__Problem details__.
All of the data below must be repeated exactly.

__Records shown__.
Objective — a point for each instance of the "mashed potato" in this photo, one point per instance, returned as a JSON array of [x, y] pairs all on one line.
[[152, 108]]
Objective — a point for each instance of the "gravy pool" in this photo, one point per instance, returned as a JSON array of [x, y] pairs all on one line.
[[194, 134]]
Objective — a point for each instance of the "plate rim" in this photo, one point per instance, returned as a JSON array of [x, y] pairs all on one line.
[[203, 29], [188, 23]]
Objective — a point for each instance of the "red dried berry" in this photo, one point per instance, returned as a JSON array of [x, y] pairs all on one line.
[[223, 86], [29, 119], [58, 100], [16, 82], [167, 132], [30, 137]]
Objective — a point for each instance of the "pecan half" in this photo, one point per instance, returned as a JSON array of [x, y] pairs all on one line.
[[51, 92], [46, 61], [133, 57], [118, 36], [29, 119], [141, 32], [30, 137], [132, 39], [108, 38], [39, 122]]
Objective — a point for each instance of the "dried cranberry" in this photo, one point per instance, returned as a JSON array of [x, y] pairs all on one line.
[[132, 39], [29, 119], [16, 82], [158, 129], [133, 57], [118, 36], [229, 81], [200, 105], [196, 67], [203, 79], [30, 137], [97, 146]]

__Answer space__.
Objective — a point for each instance of the "mashed potato" in this photo, one point per instance, returned as a JSON array of [x, y] pairs all on one line.
[[152, 108]]
Objective — a point for each instance of the "gravy pool" in this photo, one point per instance, returned as a JSON array of [x, y] pairs all on one line.
[[194, 134]]
Objective — a point for each instance of the "plate rim" in this photo, one point per instance, returned as a JSON array of [x, y] pairs all on one line.
[[203, 29], [188, 23]]
Objective — a point for each instance of the "red dried berry" in this photo, one point per instance, returned as a JSON array of [x, y] pairs all on one line.
[[223, 86], [29, 119], [58, 100], [16, 82], [167, 132], [30, 137]]
Objective — a point for each instance of the "pecan half" in this photo, one point per instance, returned as a JSON array of [x, y] pairs all on one line.
[[51, 92], [46, 61], [133, 57], [118, 36], [29, 119], [141, 32], [30, 137], [132, 39], [108, 38], [39, 122]]
Objective — a point for each instance of the "dried cranberry" in this photo, one point per instance, returned as a JSON array of [x, y] pairs all on one line.
[[132, 39], [29, 119], [16, 82], [158, 129], [133, 57], [118, 36], [229, 81], [200, 105], [196, 67], [203, 79], [30, 137], [97, 146]]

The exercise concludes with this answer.